-- Start The records --

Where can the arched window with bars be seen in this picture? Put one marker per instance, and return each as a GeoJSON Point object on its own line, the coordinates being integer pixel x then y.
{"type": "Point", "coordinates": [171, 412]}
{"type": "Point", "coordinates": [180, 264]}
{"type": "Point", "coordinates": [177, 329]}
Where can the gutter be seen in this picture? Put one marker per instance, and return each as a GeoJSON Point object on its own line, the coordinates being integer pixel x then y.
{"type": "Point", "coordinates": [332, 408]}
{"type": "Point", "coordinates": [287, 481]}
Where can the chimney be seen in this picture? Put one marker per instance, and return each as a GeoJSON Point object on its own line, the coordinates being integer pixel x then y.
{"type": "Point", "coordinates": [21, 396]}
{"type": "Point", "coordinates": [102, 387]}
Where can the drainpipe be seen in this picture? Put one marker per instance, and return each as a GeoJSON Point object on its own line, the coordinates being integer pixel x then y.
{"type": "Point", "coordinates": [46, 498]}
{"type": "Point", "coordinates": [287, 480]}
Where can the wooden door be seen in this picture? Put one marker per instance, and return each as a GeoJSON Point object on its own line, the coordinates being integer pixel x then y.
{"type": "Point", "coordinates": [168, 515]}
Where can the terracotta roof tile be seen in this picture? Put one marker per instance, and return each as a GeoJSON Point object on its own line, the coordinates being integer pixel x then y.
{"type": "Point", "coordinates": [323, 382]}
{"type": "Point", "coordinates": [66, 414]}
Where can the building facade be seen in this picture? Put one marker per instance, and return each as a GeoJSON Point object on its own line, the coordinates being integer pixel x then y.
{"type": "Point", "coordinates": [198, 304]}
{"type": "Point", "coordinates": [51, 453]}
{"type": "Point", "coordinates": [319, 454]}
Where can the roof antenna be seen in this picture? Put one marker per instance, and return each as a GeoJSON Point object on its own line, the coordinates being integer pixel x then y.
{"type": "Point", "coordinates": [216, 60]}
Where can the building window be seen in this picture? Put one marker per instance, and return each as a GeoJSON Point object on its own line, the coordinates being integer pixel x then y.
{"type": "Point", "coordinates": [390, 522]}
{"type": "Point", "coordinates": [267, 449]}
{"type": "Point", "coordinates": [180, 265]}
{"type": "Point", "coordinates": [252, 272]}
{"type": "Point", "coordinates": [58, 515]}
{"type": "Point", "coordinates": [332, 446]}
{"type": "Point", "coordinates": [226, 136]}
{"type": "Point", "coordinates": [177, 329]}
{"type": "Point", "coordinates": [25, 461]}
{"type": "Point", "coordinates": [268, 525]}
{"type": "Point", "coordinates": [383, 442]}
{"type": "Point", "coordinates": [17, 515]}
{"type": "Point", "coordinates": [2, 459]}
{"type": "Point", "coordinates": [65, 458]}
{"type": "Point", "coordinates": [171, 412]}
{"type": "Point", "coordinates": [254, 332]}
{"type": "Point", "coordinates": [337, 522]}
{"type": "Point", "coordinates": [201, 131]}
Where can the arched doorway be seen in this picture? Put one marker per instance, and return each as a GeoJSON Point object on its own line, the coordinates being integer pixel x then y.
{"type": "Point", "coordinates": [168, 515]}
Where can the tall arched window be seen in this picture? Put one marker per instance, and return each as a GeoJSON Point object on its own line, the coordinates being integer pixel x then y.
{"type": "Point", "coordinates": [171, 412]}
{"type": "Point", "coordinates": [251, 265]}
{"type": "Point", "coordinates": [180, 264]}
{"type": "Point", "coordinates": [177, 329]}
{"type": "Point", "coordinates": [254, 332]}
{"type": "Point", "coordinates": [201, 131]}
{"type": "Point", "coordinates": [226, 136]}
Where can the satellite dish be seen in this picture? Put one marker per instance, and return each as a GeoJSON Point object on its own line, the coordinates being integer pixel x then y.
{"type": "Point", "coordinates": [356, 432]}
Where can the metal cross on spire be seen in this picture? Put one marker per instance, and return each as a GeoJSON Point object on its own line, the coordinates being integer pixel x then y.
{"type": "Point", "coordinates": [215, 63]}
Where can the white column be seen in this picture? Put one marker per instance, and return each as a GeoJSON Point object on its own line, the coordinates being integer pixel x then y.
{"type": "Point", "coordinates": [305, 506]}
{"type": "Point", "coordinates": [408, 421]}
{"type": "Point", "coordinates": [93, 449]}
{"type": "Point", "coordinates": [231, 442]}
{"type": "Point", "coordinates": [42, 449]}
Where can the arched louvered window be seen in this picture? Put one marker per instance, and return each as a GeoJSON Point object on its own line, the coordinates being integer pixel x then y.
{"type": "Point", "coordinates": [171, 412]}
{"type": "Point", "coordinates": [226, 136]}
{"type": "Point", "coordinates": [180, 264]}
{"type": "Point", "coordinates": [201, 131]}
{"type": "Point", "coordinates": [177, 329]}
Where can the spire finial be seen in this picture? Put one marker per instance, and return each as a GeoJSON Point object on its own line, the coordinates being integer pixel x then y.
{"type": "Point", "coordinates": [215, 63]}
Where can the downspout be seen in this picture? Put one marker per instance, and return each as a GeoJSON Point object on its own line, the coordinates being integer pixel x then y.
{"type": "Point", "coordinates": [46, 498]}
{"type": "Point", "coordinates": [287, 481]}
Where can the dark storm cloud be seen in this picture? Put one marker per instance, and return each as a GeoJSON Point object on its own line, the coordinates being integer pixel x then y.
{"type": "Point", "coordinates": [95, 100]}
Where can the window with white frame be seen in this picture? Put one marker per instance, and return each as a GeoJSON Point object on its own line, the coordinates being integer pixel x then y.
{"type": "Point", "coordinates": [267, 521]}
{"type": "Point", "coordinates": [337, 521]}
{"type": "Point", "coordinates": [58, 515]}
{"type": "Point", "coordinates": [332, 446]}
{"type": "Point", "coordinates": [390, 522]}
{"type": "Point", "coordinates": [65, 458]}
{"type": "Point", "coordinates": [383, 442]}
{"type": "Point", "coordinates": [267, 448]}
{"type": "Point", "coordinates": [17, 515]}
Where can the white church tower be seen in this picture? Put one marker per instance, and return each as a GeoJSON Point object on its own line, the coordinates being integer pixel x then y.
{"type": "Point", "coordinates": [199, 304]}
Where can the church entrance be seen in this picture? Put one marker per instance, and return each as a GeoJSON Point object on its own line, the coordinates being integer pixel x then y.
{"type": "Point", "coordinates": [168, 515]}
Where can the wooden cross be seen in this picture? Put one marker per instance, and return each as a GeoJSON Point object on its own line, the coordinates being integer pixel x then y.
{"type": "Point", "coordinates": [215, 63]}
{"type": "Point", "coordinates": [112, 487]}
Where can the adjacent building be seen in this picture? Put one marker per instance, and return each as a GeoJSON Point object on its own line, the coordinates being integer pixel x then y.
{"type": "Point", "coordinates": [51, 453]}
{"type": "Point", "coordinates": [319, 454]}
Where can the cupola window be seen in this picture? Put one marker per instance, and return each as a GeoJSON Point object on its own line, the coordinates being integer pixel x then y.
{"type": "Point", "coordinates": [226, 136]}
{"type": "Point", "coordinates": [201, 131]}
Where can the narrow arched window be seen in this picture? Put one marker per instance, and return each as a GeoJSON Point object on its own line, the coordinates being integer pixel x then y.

-- End The records --

Convert every line of the data above into a JSON array of strings, one string per line, leaving out any blank lines.

Output for this exercise
[
  "Where can the arched window with bars be seen in this picture? Put one marker per instance, and return each as a GeoJSON Point object on its own line, the coordinates being integer pixel x then y.",
  "{\"type\": \"Point\", \"coordinates\": [171, 412]}",
  "{\"type\": \"Point\", \"coordinates\": [180, 264]}",
  "{\"type\": \"Point\", \"coordinates\": [177, 329]}",
  "Where can the gutter be seen in this picture? Put one marker per instance, and return each as a GeoJSON Point object on its own line, the coordinates being integer pixel x then y.",
  "{\"type\": \"Point\", \"coordinates\": [332, 408]}",
  "{\"type\": \"Point\", \"coordinates\": [287, 481]}",
  "Where can the chimney be seen in this picture? Put one marker per instance, and return each as a GeoJSON Point object on its own line, the coordinates being integer pixel x then y.",
  "{\"type\": \"Point\", \"coordinates\": [21, 396]}",
  "{\"type\": \"Point\", \"coordinates\": [102, 387]}",
  "Where can the drainpipe be seen in this picture? Put one marker per instance, and return each as a GeoJSON Point object on its own line, the coordinates being integer pixel x then y.",
  "{\"type\": \"Point\", \"coordinates\": [46, 498]}",
  "{\"type\": \"Point\", \"coordinates\": [287, 480]}",
  "Where can the wooden door be seen in this picture? Put one marker per instance, and return each as a GeoJSON Point object on its own line, the coordinates being integer pixel x then y.",
  "{\"type\": \"Point\", \"coordinates\": [168, 515]}",
  "Where can the terracotta roof tile be seen in this picture? Put one marker per instance, and return each as a GeoJSON Point object on its own line, the coordinates being integer pixel x then y.",
  "{\"type\": \"Point\", \"coordinates\": [323, 382]}",
  "{\"type\": \"Point\", \"coordinates\": [66, 414]}",
  "Where can the building facade be seen in this picture? Put one marker per instance, and return each as a GeoJSON Point object on its own line, the coordinates being integer pixel x then y.",
  "{\"type\": \"Point\", \"coordinates\": [198, 304]}",
  "{\"type\": \"Point\", \"coordinates\": [51, 453]}",
  "{\"type\": \"Point\", \"coordinates\": [319, 454]}",
  "Where can the roof antenna be seen in this picture? Put one marker per instance, and return each as a GeoJSON Point object on its own line, the coordinates being integer pixel x then y.",
  "{\"type\": \"Point\", \"coordinates\": [216, 60]}",
  "Where can the building window be seen in this picture? Put one marker per instance, and return each as a GeoJSON Point object on its own line, the coordinates being integer pixel x then y.",
  "{\"type\": \"Point\", \"coordinates\": [390, 522]}",
  "{\"type\": \"Point\", \"coordinates\": [267, 449]}",
  "{\"type\": \"Point\", \"coordinates\": [180, 265]}",
  "{\"type\": \"Point\", \"coordinates\": [252, 272]}",
  "{\"type\": \"Point\", \"coordinates\": [58, 515]}",
  "{\"type\": \"Point\", \"coordinates\": [332, 446]}",
  "{\"type\": \"Point\", \"coordinates\": [226, 136]}",
  "{\"type\": \"Point\", \"coordinates\": [177, 329]}",
  "{\"type\": \"Point\", \"coordinates\": [25, 461]}",
  "{\"type\": \"Point\", \"coordinates\": [268, 525]}",
  "{\"type\": \"Point\", \"coordinates\": [383, 442]}",
  "{\"type\": \"Point\", \"coordinates\": [17, 515]}",
  "{\"type\": \"Point\", \"coordinates\": [2, 459]}",
  "{\"type\": \"Point\", \"coordinates\": [65, 458]}",
  "{\"type\": \"Point\", \"coordinates\": [171, 412]}",
  "{\"type\": \"Point\", \"coordinates\": [254, 332]}",
  "{\"type\": \"Point\", \"coordinates\": [337, 522]}",
  "{\"type\": \"Point\", \"coordinates\": [201, 131]}",
  "Where can the arched doorway be seen in this picture? Put one marker per instance, and return each as a GeoJSON Point object on its own line, the coordinates being integer pixel x then y.",
  "{\"type\": \"Point\", \"coordinates\": [168, 515]}",
  "Where can the tall arched window be seen in this picture? Put one marker per instance, and return each as a GeoJSON Point object on its own line, the coordinates being integer pixel x then y.",
  "{\"type\": \"Point\", \"coordinates\": [171, 412]}",
  "{\"type\": \"Point\", \"coordinates\": [251, 265]}",
  "{\"type\": \"Point\", \"coordinates\": [180, 264]}",
  "{\"type\": \"Point\", \"coordinates\": [177, 329]}",
  "{\"type\": \"Point\", \"coordinates\": [254, 332]}",
  "{\"type\": \"Point\", \"coordinates\": [201, 131]}",
  "{\"type\": \"Point\", \"coordinates\": [226, 136]}",
  "Where can the satellite dish be seen in this picture? Put one marker per instance, and return each as a GeoJSON Point object on its own line, the coordinates being integer pixel x then y.",
  "{\"type\": \"Point\", \"coordinates\": [356, 432]}",
  "Where can the metal cross on spire be seen in this picture? Put one marker per instance, and return each as a GeoJSON Point object on its own line, the coordinates being integer pixel x then y.",
  "{\"type\": \"Point\", \"coordinates\": [215, 63]}",
  "Where can the white column be seen in this picture? Put one marker per instance, and return each as a GeoJSON Point object on its own line, the coordinates being integer pixel x then y.",
  "{\"type\": \"Point\", \"coordinates\": [305, 506]}",
  "{\"type\": \"Point\", \"coordinates\": [408, 421]}",
  "{\"type\": \"Point\", \"coordinates\": [93, 449]}",
  "{\"type\": \"Point\", \"coordinates\": [231, 442]}",
  "{\"type\": \"Point\", \"coordinates\": [42, 449]}",
  "Where can the arched louvered window be seen in this picture? Put one marker per instance, and return each as a GeoJSON Point object on its own line, the coordinates being integer pixel x then y.",
  "{\"type\": \"Point\", \"coordinates\": [171, 412]}",
  "{\"type\": \"Point\", \"coordinates\": [226, 136]}",
  "{\"type\": \"Point\", \"coordinates\": [180, 264]}",
  "{\"type\": \"Point\", \"coordinates\": [201, 131]}",
  "{\"type\": \"Point\", \"coordinates\": [177, 329]}",
  "Where can the spire finial be seen in this picture? Put one marker per instance, and return each as a GeoJSON Point object on its own line, the coordinates being integer pixel x then y.",
  "{\"type\": \"Point\", \"coordinates\": [215, 63]}",
  "Where can the downspout be seen in this picture? Put one marker per instance, and return each as a GeoJSON Point object on its own line, the coordinates being integer pixel x then y.",
  "{\"type\": \"Point\", \"coordinates\": [46, 498]}",
  "{\"type\": \"Point\", \"coordinates\": [287, 481]}",
  "Where can the dark storm cloud be seen in this picture? Put one marker per instance, and return each as a GeoJSON Point object on its own line, the coordinates being integer pixel x then y.",
  "{\"type\": \"Point\", \"coordinates\": [95, 100]}",
  "Where can the window with white frame be seen in this picture? Put one marker per instance, and return each as a GeoJSON Point object on its own line, the coordinates being integer pixel x then y.",
  "{\"type\": \"Point\", \"coordinates\": [267, 521]}",
  "{\"type\": \"Point\", \"coordinates\": [337, 521]}",
  "{\"type\": \"Point\", \"coordinates\": [58, 515]}",
  "{\"type\": \"Point\", \"coordinates\": [332, 446]}",
  "{\"type\": \"Point\", \"coordinates\": [390, 522]}",
  "{\"type\": \"Point\", \"coordinates\": [65, 458]}",
  "{\"type\": \"Point\", \"coordinates\": [383, 442]}",
  "{\"type\": \"Point\", \"coordinates\": [267, 448]}",
  "{\"type\": \"Point\", \"coordinates\": [17, 515]}",
  "Where can the white church tower be seen in this picture? Put one marker per instance, and return each as a GeoJSON Point object on its own line, the coordinates being integer pixel x then y.",
  "{\"type\": \"Point\", \"coordinates\": [199, 304]}",
  "Where can the church entrance be seen in this picture? Put one marker per instance, and return each as a GeoJSON Point object on its own line, the coordinates being integer pixel x then y.",
  "{\"type\": \"Point\", \"coordinates\": [168, 515]}",
  "Where can the wooden cross be seen in this picture? Put one marker per instance, and return each as a GeoJSON Point object on its own line, the coordinates being integer pixel x then y.",
  "{\"type\": \"Point\", \"coordinates\": [215, 63]}",
  "{\"type\": \"Point\", \"coordinates\": [112, 487]}",
  "Where can the adjacent building be seen in this picture? Put one marker per instance, and return each as a GeoJSON Point object on its own line, the coordinates being integer pixel x then y.",
  "{\"type\": \"Point\", \"coordinates\": [51, 453]}",
  "{\"type\": \"Point\", \"coordinates\": [319, 454]}",
  "Where can the cupola window be seen in this picture? Put one marker per instance, and return each as a GeoJSON Point object on its own line, the coordinates being integer pixel x then y.",
  "{\"type\": \"Point\", \"coordinates\": [226, 136]}",
  "{\"type\": \"Point\", \"coordinates\": [201, 131]}",
  "Where can the narrow arched window be seen in this picture? Put one marker per instance, and return each as a GeoJSON Point object on its own line, the coordinates being integer pixel x then y."
]